*** AVAILABLE DATA ***

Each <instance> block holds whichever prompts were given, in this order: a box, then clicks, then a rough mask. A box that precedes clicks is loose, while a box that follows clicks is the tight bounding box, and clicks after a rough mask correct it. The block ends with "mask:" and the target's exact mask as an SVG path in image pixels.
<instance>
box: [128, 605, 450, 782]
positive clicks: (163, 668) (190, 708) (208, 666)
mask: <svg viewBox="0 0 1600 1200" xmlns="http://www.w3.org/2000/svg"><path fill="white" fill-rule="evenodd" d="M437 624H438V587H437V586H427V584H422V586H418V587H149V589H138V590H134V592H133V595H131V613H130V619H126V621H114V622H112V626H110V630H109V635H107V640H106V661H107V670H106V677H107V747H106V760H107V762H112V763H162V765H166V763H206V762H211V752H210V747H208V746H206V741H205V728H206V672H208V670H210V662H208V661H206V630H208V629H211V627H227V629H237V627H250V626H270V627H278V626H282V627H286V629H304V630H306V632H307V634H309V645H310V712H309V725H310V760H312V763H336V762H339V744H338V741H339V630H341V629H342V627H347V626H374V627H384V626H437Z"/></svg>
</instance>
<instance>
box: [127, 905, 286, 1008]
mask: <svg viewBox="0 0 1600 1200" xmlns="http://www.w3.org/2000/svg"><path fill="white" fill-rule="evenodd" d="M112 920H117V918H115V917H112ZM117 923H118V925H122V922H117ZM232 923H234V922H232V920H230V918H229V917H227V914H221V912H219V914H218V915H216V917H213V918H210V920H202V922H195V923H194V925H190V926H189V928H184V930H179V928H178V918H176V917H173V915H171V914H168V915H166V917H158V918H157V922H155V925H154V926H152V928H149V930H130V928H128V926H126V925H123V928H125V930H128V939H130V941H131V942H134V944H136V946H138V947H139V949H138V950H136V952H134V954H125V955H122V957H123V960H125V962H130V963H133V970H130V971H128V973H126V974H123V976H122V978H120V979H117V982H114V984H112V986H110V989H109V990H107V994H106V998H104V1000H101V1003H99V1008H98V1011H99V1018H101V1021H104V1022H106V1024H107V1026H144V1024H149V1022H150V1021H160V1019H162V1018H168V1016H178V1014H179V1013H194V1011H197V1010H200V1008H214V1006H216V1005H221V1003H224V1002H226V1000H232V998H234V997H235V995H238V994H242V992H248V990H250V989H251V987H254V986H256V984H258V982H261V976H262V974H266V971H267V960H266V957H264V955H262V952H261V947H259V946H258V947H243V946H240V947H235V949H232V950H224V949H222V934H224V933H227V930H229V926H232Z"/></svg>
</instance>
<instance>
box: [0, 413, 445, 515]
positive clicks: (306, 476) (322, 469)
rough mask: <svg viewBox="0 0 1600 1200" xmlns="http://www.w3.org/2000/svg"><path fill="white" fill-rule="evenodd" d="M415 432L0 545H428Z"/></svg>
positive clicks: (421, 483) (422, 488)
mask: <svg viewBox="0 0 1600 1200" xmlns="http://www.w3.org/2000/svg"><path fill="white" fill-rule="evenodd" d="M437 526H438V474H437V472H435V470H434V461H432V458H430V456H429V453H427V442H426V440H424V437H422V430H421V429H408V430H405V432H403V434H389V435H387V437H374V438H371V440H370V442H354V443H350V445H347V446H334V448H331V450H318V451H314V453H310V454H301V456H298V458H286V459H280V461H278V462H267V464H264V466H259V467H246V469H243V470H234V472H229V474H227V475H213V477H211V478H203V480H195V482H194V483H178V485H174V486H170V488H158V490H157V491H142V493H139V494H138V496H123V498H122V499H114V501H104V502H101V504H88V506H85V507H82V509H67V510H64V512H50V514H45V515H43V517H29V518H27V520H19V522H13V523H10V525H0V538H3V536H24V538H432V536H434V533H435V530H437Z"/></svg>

*** End of AVAILABLE DATA ***

WHAT YOU SHOULD DO:
Where a line above includes "rough", copy that line.

OUTPUT FOR THIS EXERCISE:
Each <instance> block holds whichever prompts were given, in this order: a box, then clicks, then a rough mask. A box that precedes clicks is loose, while a box that follows clicks is the tight bounding box, and clicks after a rough mask correct it. The block ends with "mask:" and the target's exact mask as an SVG path in image pixels.
rough mask: <svg viewBox="0 0 1600 1200" xmlns="http://www.w3.org/2000/svg"><path fill="white" fill-rule="evenodd" d="M415 432L0 545H428Z"/></svg>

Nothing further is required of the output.